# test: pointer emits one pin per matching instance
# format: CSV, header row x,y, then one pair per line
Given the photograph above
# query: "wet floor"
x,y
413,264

----

• _INSTRUCTIONS FOR THE TASK_
Reproduce every line of the data above, requests included, with each coordinate in the answers scaled by a factor of 2 and rounded to the nearest whole number, halves rounding up.

• _OUTPUT OF THE EXERCISE_
# test: pointer emits one pin per matching instance
# format: CSV, header row x,y, then one pair per line
Given the photograph above
# query: "wet floor"
x,y
826,528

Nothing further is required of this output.